§ **Task**
Gather every line of the data below that contains the string "gray", treating case as significant.

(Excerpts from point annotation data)

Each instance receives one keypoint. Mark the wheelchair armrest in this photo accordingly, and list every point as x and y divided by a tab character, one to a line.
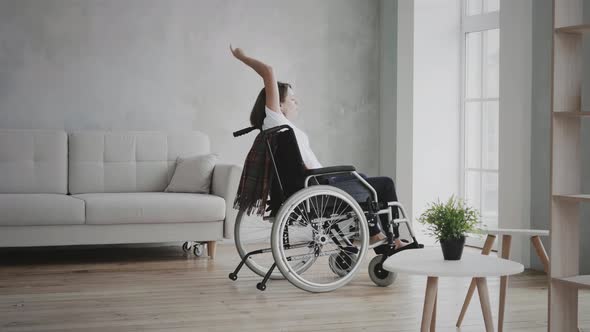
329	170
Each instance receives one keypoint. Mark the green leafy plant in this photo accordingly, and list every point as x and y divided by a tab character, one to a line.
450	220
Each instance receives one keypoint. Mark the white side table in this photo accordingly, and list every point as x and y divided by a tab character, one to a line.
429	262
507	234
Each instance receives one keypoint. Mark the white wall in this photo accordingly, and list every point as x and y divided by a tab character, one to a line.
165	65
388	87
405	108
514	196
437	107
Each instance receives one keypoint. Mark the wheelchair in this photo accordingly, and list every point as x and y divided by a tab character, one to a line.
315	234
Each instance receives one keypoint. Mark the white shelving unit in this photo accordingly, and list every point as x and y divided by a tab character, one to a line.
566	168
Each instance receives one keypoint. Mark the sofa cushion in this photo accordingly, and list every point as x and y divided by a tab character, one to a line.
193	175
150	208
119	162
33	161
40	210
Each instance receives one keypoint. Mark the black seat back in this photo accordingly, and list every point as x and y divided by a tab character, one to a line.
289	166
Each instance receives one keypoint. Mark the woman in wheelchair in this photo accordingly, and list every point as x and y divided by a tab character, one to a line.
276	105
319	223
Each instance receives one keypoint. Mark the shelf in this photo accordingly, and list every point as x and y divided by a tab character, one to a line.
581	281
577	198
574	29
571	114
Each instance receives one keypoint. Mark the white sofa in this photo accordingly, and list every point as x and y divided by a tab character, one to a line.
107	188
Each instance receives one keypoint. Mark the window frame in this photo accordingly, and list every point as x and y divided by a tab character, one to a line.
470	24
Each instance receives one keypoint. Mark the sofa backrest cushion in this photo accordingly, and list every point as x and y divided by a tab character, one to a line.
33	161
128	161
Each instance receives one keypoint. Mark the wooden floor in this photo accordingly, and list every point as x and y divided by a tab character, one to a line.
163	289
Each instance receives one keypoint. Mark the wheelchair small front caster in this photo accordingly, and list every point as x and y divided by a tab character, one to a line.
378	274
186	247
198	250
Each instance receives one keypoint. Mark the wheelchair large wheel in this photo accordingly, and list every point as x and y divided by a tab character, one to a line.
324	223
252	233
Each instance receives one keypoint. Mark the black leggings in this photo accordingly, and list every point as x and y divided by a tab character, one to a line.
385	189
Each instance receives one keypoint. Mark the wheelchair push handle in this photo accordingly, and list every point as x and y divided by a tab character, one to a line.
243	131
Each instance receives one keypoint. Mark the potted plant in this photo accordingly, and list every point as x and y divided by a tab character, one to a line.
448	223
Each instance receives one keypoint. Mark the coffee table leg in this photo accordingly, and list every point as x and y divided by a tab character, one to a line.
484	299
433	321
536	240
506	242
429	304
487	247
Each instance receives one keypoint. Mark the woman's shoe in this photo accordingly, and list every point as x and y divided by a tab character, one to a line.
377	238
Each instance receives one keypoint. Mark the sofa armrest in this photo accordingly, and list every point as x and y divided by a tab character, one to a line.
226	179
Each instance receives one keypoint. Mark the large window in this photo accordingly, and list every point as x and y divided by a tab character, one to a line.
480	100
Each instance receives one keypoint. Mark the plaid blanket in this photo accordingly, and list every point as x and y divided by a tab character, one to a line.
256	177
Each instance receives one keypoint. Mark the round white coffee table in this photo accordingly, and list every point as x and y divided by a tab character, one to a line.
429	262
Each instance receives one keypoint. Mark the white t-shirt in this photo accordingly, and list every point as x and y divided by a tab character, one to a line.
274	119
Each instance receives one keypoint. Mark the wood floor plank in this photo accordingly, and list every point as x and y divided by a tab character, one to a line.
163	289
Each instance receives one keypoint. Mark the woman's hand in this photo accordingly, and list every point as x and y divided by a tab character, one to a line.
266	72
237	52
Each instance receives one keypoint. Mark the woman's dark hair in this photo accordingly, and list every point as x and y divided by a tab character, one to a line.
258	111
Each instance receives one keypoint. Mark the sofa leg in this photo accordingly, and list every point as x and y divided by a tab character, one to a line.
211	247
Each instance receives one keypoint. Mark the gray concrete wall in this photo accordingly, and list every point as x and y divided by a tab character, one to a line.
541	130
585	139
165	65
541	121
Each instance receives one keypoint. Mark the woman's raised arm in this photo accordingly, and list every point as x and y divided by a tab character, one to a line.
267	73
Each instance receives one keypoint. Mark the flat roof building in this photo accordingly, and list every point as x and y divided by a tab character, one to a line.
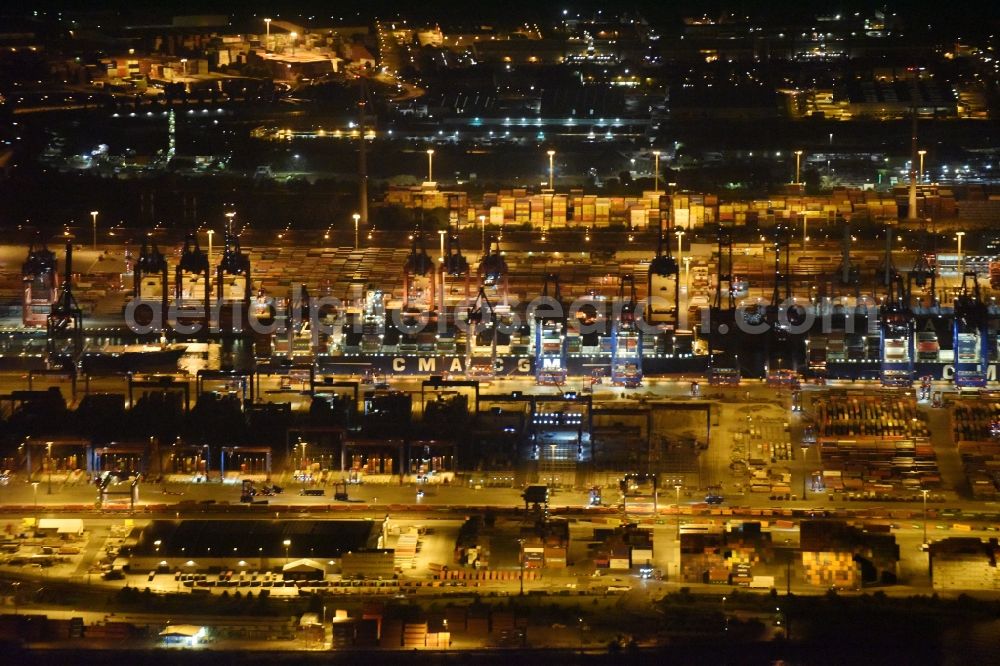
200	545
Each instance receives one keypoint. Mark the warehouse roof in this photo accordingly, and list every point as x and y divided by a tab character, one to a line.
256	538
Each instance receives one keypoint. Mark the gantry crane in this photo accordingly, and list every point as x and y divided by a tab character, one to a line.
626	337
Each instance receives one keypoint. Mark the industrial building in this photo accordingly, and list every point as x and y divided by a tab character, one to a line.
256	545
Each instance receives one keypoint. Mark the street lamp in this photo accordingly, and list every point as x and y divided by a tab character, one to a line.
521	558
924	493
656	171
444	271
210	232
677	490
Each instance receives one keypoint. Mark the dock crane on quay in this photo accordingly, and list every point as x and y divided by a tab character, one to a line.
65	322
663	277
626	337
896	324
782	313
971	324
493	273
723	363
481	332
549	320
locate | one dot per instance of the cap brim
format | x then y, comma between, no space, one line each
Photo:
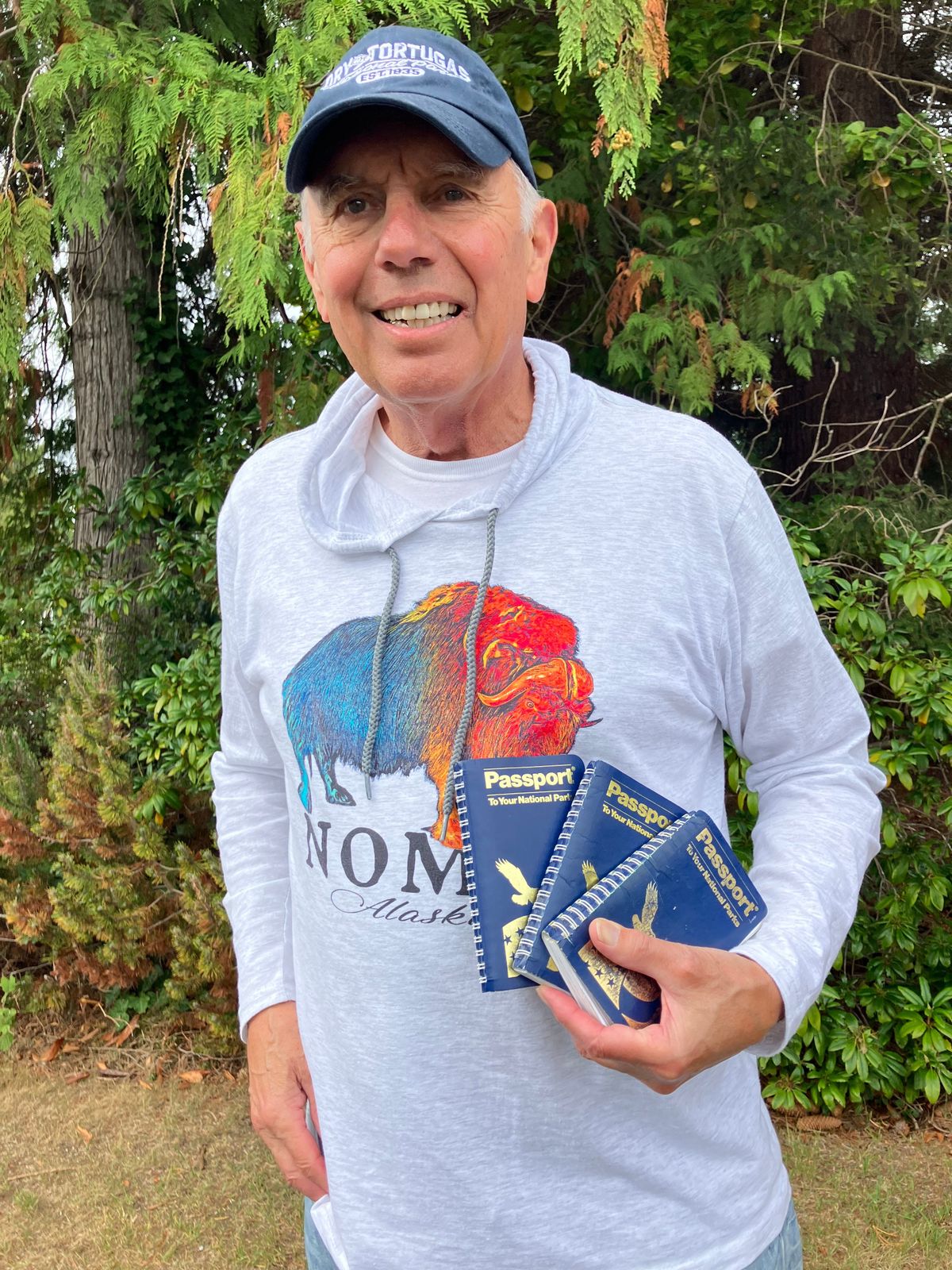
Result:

==

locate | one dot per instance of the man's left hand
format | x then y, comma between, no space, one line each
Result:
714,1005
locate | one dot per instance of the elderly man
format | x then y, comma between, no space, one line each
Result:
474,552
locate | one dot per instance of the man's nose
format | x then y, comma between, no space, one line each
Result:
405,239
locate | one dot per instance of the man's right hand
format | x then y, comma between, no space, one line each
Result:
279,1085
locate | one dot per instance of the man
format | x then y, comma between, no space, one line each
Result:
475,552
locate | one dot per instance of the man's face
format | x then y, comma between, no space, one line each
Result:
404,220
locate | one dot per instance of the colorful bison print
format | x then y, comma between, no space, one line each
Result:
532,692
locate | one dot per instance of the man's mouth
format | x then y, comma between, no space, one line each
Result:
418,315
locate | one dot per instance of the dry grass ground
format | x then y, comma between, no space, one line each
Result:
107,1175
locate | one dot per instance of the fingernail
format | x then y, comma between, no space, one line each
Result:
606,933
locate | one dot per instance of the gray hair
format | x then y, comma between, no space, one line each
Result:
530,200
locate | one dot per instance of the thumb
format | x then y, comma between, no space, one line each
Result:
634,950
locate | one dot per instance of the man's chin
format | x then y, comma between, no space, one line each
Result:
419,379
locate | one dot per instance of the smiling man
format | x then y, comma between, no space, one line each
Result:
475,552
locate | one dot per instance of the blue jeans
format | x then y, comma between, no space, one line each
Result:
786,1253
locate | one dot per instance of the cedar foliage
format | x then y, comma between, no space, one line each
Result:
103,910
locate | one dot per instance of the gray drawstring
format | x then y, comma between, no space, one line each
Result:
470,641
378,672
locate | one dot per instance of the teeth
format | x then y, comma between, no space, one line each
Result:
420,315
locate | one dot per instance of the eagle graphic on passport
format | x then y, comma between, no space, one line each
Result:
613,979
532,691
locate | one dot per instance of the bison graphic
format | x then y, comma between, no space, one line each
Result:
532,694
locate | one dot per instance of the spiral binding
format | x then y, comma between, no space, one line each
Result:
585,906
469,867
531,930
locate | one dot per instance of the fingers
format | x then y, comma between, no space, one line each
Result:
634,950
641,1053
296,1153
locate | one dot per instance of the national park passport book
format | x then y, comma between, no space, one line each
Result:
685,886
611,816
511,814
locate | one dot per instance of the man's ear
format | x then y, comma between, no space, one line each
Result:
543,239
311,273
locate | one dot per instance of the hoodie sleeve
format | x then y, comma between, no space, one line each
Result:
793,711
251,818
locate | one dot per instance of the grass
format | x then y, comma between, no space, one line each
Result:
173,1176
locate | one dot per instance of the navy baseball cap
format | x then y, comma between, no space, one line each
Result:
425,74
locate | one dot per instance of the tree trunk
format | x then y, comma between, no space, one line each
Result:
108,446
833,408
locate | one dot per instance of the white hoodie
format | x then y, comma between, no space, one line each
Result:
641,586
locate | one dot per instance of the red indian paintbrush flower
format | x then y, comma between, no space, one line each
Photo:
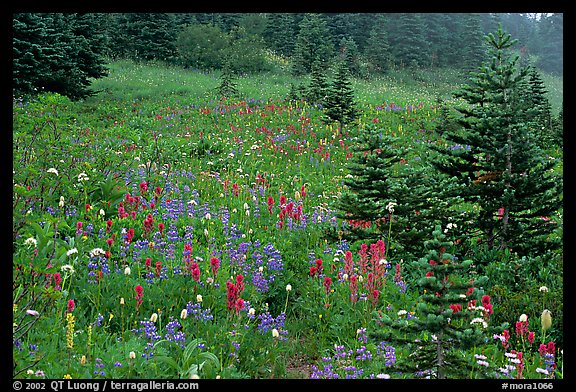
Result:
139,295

§ **The reply**
Each instance receives one keypoint. Mark the gray concrete wall in this photo accordingly, and list every point as x and y divided by a tab character, one to a line.
locate | one dot per instance of the gray hair
locate | one dot per instance of the gray drawstring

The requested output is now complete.